> [JOB]: Set out the data as a Markdown table with the columns Row and Text, giving each line a row number and omitting blank lines. Start at the line containing "written like (56,124)." and end at the last line of the data.

> [ROWS]:
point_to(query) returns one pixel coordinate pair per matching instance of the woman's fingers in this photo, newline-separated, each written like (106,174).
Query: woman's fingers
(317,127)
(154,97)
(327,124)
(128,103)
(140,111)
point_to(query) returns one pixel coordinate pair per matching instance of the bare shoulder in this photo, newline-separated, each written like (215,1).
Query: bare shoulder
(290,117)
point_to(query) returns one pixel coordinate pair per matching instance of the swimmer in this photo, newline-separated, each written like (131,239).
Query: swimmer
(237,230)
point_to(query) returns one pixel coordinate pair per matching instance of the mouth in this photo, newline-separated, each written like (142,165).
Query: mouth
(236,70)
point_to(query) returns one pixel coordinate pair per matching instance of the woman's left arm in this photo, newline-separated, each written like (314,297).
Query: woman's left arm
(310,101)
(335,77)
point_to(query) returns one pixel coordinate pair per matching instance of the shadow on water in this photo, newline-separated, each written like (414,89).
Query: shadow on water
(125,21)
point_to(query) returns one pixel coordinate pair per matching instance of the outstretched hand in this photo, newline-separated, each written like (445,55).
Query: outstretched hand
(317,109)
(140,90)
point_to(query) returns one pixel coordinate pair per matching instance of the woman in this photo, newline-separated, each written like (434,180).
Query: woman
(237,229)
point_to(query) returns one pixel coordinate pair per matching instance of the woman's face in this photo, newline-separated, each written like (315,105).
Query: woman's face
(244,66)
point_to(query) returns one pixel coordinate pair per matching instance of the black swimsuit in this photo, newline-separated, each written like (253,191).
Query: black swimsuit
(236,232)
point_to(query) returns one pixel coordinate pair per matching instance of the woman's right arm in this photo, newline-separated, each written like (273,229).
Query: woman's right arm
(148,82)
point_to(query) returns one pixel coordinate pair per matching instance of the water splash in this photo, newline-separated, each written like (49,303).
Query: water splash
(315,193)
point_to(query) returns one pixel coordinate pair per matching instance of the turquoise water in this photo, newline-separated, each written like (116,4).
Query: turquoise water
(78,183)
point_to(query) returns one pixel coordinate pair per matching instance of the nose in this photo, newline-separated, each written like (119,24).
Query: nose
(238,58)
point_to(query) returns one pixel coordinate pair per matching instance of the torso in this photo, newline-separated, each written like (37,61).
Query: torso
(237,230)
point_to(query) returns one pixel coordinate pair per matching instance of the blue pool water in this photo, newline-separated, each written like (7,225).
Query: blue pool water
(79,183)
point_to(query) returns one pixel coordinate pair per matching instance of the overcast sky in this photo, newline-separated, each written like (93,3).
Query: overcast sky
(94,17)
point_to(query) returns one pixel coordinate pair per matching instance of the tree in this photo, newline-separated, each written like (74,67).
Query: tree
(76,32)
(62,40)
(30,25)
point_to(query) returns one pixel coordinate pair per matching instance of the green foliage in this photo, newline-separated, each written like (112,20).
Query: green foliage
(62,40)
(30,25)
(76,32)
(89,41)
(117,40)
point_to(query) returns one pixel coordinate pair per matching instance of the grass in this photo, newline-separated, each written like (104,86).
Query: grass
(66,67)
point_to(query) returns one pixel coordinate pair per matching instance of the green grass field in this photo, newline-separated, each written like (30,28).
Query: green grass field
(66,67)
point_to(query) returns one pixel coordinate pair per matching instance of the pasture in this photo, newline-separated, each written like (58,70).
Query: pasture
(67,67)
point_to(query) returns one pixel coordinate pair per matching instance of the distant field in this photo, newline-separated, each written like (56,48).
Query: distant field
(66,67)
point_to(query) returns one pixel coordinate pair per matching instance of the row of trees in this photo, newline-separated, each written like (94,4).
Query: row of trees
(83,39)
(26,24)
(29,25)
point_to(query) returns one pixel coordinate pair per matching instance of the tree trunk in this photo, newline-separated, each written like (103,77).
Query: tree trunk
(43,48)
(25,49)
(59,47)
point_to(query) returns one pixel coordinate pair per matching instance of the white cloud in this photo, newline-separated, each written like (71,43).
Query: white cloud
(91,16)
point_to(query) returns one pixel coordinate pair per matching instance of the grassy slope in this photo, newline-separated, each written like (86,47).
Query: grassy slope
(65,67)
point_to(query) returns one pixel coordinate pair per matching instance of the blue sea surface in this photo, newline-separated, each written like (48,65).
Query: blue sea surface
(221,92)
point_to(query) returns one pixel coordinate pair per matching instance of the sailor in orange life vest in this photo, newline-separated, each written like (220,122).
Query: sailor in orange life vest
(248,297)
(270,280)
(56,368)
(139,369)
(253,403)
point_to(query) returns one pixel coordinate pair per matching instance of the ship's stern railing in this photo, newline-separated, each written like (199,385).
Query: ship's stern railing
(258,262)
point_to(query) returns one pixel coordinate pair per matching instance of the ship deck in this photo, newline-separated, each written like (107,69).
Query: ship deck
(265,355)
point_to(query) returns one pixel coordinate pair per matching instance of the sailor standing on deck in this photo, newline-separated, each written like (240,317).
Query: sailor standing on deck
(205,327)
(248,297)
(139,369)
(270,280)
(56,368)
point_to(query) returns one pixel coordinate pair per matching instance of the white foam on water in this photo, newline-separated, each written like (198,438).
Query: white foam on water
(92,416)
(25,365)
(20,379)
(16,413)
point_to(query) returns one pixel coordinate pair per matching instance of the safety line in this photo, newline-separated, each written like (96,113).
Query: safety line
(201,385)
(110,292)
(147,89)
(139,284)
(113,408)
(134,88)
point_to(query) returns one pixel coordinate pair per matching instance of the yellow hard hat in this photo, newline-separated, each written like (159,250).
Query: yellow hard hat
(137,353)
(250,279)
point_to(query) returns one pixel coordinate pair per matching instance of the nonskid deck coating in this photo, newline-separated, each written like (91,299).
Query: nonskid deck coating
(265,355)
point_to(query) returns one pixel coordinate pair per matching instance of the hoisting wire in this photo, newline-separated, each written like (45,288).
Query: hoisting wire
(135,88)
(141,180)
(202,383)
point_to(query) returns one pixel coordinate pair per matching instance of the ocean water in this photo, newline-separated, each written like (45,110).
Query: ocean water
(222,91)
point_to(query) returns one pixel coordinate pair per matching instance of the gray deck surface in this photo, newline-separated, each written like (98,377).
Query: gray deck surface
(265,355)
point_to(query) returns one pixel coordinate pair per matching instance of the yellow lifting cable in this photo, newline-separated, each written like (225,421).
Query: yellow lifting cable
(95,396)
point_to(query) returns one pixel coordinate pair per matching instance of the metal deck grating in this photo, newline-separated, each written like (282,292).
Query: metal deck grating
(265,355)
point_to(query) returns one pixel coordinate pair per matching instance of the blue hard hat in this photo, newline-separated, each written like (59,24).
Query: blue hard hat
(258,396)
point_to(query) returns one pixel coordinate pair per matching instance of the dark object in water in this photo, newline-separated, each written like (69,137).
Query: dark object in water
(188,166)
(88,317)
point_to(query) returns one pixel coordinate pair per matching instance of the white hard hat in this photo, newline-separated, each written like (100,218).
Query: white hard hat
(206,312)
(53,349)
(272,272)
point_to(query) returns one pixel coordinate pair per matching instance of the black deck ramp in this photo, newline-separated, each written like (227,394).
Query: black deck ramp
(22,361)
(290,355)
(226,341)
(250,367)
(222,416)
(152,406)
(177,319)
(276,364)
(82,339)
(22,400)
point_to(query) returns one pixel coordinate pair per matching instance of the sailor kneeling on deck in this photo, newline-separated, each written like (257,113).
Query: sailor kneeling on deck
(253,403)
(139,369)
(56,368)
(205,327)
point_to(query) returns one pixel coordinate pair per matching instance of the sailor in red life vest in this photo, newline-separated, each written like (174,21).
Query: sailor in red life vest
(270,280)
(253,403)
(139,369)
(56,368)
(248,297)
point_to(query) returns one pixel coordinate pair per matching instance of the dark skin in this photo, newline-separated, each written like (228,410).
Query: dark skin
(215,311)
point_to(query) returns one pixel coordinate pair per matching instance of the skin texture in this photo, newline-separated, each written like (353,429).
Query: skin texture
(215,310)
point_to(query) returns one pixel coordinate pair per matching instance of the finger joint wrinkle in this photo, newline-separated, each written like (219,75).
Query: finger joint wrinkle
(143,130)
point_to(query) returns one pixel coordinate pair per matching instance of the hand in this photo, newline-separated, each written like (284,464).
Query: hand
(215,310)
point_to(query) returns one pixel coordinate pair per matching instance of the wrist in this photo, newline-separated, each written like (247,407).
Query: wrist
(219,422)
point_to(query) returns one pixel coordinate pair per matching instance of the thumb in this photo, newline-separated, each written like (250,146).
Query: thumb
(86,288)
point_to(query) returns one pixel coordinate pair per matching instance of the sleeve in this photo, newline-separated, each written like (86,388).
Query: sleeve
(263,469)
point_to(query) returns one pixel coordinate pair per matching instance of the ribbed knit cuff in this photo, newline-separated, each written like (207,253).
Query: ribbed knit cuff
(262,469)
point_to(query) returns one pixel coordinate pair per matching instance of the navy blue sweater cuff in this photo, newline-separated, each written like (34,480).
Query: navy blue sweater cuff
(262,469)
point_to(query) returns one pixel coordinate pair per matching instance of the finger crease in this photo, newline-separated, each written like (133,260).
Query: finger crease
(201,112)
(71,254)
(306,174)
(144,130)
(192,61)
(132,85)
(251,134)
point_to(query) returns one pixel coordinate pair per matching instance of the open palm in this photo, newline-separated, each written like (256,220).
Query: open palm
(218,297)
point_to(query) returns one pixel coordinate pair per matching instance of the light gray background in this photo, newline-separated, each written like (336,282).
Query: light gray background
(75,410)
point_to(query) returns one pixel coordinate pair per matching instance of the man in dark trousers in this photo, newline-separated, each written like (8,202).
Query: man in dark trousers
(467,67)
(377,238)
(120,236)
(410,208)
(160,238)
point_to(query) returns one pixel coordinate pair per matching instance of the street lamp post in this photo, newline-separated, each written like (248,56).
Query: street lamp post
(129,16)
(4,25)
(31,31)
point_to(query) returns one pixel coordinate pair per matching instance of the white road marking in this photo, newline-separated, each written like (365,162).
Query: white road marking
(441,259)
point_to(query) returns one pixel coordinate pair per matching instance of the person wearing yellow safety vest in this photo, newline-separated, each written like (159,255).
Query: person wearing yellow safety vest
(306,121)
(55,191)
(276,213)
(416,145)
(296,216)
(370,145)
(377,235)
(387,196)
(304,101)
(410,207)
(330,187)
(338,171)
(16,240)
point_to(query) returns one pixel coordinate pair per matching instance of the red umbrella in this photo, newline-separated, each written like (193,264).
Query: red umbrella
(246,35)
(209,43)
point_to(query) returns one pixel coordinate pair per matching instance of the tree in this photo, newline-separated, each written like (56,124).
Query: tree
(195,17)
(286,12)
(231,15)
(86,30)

> [TASK OUTPUT]:
| Row | Text |
|---|---|
| 1 | point_to(query) returns one pixel coordinate pair per matching instance of the tree in this photo, newline-separated, each written like (56,124). |
| 2 | Query: tree |
| 3 | (195,17) |
| 4 | (286,12) |
| 5 | (231,15) |
| 6 | (86,30) |